## [Your objective]
Rewrite the entries below with every "whole pixels" replaced by "integer pixels", leaving all other text as it is.

## [Extracted records]
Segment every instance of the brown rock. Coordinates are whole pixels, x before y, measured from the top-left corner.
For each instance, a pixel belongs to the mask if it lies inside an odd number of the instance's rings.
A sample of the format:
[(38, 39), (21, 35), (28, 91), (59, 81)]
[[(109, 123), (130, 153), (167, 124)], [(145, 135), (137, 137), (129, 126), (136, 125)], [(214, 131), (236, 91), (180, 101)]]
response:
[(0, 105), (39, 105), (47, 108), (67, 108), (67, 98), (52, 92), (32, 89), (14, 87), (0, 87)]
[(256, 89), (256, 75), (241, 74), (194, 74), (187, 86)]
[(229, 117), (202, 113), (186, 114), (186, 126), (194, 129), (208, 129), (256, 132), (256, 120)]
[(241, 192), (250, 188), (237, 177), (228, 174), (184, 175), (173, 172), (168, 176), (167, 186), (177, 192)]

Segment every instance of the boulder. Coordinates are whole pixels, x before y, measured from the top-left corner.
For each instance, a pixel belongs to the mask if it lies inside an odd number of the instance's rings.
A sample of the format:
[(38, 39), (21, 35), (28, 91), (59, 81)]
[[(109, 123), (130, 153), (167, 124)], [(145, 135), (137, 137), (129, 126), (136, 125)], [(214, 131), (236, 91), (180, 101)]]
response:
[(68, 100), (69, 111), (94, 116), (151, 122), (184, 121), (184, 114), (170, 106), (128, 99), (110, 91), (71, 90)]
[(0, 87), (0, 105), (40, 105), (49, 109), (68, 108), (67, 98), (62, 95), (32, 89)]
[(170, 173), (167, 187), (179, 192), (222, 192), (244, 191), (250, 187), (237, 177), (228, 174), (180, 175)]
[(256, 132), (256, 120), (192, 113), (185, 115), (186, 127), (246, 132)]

## [Response for this exercise]
Segment every instance of the brown rock. Coordinates are integer pixels, x before y, measured from the top-left corner.
For each instance, a pixel belongs to the mask if it lies inside an odd number of the instance's rings.
A sample of the format:
[(38, 39), (21, 35), (28, 91), (59, 81)]
[[(109, 123), (130, 153), (167, 124)], [(145, 135), (137, 137), (129, 126), (136, 125)], [(214, 131), (236, 91), (180, 101)]]
response:
[(0, 105), (39, 105), (47, 108), (67, 108), (67, 98), (52, 92), (32, 89), (14, 87), (0, 87)]
[(256, 89), (256, 75), (241, 74), (194, 74), (187, 86)]
[(229, 117), (202, 113), (186, 114), (186, 126), (194, 129), (208, 129), (256, 132), (256, 120)]
[(241, 192), (250, 188), (237, 177), (228, 174), (184, 175), (173, 172), (168, 176), (167, 186), (177, 192)]

Segment every instance of the boulder. Coordinates are integer pixels, x before y, measured from the top-left corner.
For each instance, a pixel belongs to the mask if it lies inside an odd number of the instance's rings.
A sample of the format:
[(38, 39), (21, 35), (28, 91), (59, 81)]
[[(109, 123), (130, 153), (167, 124)], [(145, 135), (137, 137), (129, 126), (136, 125)], [(214, 131), (236, 91), (180, 101)]]
response:
[(68, 100), (69, 111), (94, 116), (151, 122), (184, 121), (184, 114), (170, 106), (128, 99), (110, 91), (71, 90)]
[(0, 87), (0, 105), (40, 105), (49, 109), (68, 108), (67, 98), (62, 95), (32, 89)]
[(170, 173), (167, 187), (179, 192), (222, 192), (244, 191), (250, 187), (237, 177), (228, 174), (180, 175)]
[(256, 132), (256, 120), (192, 113), (185, 115), (186, 127), (246, 132)]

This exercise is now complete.